### MATERIAL FOR THIS EXERCISE
+++++

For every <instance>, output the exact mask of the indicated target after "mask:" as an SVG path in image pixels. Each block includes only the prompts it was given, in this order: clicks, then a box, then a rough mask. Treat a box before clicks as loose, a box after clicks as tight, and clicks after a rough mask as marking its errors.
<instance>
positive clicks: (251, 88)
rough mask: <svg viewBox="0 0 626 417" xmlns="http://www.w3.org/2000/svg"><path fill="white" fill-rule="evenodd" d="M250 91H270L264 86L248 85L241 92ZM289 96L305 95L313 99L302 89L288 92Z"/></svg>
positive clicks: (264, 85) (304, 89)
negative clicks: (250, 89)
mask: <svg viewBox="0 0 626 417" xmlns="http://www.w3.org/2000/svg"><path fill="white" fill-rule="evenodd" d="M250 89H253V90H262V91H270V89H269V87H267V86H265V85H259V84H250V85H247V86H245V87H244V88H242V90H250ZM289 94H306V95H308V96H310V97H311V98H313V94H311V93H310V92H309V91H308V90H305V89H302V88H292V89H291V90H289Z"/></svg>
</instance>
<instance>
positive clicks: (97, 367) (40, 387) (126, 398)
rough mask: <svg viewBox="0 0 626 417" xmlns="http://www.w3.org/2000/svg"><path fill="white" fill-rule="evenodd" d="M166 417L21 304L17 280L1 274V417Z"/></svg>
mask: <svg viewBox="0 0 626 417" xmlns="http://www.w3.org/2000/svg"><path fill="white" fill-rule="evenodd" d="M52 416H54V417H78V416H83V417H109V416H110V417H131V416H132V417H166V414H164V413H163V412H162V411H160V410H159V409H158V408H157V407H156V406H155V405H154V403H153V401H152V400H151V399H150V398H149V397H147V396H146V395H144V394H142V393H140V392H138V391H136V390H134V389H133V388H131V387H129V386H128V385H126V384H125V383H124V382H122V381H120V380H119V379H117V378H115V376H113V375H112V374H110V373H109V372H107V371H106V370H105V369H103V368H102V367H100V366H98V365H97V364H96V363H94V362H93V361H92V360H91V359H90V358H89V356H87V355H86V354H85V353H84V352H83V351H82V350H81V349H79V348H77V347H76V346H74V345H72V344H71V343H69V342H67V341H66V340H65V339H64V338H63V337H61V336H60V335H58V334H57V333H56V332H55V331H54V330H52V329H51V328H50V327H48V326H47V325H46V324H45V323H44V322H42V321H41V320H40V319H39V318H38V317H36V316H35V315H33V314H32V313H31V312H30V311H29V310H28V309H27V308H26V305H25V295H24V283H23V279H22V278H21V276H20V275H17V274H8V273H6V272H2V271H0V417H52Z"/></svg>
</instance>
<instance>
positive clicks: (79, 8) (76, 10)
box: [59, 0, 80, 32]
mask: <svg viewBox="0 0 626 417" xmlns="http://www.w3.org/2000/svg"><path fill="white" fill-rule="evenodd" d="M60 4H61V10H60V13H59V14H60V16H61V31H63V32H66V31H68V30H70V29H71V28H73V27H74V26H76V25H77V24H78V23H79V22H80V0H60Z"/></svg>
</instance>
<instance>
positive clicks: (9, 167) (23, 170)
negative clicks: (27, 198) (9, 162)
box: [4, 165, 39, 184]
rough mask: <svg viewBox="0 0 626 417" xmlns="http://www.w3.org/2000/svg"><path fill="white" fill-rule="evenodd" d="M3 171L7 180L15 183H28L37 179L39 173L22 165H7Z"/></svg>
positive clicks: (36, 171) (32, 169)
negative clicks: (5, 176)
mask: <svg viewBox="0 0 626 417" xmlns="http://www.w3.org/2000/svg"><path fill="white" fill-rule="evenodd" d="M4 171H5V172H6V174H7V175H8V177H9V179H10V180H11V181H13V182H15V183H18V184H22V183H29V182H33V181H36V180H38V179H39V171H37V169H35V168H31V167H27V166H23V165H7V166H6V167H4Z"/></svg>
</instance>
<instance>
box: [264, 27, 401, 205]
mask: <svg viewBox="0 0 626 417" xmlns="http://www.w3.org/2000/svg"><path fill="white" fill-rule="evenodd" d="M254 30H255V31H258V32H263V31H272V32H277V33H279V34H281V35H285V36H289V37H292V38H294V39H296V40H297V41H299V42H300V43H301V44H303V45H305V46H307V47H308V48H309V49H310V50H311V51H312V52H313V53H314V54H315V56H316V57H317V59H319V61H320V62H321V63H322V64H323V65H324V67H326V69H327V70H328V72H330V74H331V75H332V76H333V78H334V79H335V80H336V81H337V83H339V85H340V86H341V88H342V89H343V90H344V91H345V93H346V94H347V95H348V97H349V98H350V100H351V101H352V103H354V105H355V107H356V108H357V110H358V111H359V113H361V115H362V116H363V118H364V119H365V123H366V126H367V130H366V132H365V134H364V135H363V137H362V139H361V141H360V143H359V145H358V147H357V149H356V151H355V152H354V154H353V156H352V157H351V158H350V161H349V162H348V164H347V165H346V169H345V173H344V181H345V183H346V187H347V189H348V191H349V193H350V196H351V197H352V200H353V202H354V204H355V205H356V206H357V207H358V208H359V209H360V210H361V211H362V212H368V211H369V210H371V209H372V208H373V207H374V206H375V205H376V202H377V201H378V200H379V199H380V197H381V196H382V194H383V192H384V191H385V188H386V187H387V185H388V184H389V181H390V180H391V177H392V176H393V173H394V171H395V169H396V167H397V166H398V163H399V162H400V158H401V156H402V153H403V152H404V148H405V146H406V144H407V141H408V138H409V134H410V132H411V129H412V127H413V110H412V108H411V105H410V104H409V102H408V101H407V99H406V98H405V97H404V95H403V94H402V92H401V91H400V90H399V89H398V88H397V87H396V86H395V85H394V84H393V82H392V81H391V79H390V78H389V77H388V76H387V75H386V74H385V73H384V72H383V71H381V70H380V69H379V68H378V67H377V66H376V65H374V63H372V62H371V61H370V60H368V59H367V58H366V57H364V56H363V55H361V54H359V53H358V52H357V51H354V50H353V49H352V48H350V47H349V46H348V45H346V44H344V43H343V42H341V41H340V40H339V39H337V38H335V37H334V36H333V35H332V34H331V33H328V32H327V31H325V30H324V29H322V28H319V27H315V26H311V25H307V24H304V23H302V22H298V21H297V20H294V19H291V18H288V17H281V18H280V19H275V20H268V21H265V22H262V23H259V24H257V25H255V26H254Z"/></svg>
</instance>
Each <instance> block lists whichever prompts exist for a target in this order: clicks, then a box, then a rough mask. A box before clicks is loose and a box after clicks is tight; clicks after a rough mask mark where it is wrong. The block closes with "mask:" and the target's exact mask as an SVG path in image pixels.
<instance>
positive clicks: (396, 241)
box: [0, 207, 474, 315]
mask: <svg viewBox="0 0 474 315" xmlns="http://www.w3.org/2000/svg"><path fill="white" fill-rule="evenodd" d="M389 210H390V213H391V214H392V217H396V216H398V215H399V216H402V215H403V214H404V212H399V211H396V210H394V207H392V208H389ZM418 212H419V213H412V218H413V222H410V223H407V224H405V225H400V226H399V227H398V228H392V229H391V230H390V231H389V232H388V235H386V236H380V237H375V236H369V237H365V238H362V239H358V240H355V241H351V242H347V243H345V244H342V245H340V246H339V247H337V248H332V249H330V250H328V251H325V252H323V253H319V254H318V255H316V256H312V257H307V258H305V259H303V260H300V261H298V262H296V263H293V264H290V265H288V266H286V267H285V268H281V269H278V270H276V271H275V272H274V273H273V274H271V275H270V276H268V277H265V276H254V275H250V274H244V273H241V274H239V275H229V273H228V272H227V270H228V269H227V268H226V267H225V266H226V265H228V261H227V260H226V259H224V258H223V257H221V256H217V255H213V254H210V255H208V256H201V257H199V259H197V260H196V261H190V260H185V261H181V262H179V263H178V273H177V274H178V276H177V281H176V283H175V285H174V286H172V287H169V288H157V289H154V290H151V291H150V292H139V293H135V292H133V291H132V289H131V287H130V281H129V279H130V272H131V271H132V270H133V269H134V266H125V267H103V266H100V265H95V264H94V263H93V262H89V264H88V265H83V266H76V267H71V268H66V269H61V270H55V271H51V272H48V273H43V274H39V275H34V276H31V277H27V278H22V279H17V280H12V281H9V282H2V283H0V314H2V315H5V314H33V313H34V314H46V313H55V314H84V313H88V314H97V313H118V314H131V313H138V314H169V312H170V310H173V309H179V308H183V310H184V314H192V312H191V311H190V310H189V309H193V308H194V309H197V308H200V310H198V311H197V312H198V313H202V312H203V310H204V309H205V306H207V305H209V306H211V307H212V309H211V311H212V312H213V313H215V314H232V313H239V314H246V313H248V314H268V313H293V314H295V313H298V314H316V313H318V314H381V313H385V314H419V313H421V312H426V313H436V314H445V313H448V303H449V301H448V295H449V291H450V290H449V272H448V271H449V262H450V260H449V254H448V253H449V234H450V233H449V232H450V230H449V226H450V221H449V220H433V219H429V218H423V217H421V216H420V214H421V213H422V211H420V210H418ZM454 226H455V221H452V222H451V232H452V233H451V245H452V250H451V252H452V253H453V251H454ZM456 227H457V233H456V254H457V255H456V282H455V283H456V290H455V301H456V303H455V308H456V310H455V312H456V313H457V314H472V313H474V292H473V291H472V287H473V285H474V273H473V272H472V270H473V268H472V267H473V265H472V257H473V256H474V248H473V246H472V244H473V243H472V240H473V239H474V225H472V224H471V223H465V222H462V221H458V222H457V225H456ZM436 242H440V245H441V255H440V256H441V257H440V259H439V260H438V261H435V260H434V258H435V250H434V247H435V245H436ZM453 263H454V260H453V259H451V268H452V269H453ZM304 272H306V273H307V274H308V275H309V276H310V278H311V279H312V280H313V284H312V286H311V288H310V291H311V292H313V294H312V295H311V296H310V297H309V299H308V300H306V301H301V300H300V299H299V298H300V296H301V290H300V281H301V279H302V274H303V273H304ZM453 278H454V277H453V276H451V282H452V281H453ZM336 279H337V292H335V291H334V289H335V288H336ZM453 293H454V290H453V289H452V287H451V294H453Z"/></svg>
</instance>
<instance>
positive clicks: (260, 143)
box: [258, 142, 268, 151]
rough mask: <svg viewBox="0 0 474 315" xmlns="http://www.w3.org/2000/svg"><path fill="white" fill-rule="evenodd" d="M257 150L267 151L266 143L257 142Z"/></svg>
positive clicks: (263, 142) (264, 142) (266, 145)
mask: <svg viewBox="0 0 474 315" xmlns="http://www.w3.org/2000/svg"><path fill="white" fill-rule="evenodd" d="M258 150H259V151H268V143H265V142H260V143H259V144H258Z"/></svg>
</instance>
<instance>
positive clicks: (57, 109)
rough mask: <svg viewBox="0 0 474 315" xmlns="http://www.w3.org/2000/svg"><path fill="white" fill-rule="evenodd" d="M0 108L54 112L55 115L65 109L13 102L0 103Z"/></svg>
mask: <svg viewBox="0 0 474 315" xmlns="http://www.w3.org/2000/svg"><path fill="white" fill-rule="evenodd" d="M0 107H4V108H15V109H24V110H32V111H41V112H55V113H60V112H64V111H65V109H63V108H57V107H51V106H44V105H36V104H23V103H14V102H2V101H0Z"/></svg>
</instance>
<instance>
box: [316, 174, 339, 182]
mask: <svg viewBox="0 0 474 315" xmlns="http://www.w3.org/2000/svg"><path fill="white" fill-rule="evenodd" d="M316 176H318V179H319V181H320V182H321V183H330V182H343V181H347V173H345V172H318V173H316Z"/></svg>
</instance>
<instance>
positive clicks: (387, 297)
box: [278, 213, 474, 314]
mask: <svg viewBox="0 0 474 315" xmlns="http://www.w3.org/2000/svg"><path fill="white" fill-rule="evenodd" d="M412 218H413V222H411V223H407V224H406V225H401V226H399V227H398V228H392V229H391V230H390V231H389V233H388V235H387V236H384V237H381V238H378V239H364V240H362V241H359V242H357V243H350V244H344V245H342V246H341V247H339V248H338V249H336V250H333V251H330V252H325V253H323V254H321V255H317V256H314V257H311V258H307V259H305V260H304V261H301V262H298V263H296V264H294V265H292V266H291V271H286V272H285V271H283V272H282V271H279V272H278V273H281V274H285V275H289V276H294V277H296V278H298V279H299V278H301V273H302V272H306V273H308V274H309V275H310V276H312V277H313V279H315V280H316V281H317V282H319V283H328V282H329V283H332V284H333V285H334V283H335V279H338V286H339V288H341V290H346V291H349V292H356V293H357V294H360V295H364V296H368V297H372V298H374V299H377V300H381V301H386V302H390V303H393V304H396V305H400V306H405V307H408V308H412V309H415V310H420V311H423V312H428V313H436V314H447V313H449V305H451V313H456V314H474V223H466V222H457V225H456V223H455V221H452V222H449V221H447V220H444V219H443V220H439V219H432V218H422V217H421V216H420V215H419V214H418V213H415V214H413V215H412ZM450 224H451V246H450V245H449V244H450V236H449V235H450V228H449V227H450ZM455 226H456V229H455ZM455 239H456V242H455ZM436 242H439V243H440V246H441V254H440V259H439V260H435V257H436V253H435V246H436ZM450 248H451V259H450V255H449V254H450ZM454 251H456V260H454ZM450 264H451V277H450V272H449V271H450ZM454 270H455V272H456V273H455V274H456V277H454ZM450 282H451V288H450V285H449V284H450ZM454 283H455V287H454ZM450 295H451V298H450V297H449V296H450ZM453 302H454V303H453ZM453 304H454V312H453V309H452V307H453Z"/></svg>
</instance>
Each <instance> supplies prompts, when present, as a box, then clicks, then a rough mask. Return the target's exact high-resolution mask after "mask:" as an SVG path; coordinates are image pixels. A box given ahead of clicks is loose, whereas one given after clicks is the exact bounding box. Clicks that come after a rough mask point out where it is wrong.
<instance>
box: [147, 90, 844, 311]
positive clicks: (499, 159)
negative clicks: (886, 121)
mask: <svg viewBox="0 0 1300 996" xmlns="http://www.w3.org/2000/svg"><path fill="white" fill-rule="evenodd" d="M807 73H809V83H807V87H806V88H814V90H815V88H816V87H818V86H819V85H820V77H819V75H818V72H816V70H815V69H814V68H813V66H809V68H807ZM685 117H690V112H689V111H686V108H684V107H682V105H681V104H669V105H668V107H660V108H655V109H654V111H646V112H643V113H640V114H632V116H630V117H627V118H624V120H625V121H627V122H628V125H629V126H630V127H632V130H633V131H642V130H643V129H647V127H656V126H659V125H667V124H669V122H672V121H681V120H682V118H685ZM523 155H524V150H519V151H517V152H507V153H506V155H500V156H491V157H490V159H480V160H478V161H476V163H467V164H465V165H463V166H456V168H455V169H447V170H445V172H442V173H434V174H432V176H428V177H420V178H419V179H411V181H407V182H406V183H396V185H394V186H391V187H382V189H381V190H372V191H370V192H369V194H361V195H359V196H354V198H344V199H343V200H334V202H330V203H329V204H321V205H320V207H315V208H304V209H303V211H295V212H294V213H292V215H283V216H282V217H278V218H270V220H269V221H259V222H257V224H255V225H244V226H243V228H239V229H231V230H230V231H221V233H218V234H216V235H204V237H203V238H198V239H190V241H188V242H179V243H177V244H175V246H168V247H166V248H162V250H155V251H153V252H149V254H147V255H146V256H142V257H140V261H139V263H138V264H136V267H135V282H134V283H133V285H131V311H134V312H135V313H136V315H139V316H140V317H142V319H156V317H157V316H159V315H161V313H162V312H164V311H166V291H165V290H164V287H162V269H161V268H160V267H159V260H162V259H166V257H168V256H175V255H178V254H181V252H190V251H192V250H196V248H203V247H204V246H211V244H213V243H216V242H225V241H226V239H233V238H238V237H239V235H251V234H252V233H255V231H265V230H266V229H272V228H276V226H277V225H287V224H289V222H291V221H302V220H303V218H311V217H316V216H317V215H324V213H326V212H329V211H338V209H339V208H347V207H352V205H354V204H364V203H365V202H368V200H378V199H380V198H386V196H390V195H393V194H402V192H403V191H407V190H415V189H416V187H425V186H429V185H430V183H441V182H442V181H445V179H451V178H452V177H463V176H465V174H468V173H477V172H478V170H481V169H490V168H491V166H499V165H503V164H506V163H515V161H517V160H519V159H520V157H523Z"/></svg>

+++++

### PROBLEM DESCRIPTION
Set down the lines above as they stand, starting with the first line and ending with the line that contains "positive clicks: (264, 85) (304, 89)".

### SOLUTION TO THIS TASK
For every <instance>, output the exact mask of the indicated target after "mask:" as an SVG path in image pixels. Each block includes only the prompts it was given, in this order: clicks, then a box, then a rough mask. Treat a box before clicks as loose, a box after clicks as tight, and clicks after a rough mask as marking its errors.
<instance>
positive clicks: (251, 88)
rough mask: <svg viewBox="0 0 626 417" xmlns="http://www.w3.org/2000/svg"><path fill="white" fill-rule="evenodd" d="M250 91H270L264 86L248 85L241 92ZM289 96L305 95L313 99L302 89L288 92Z"/></svg>
positive clicks: (264, 85) (304, 89)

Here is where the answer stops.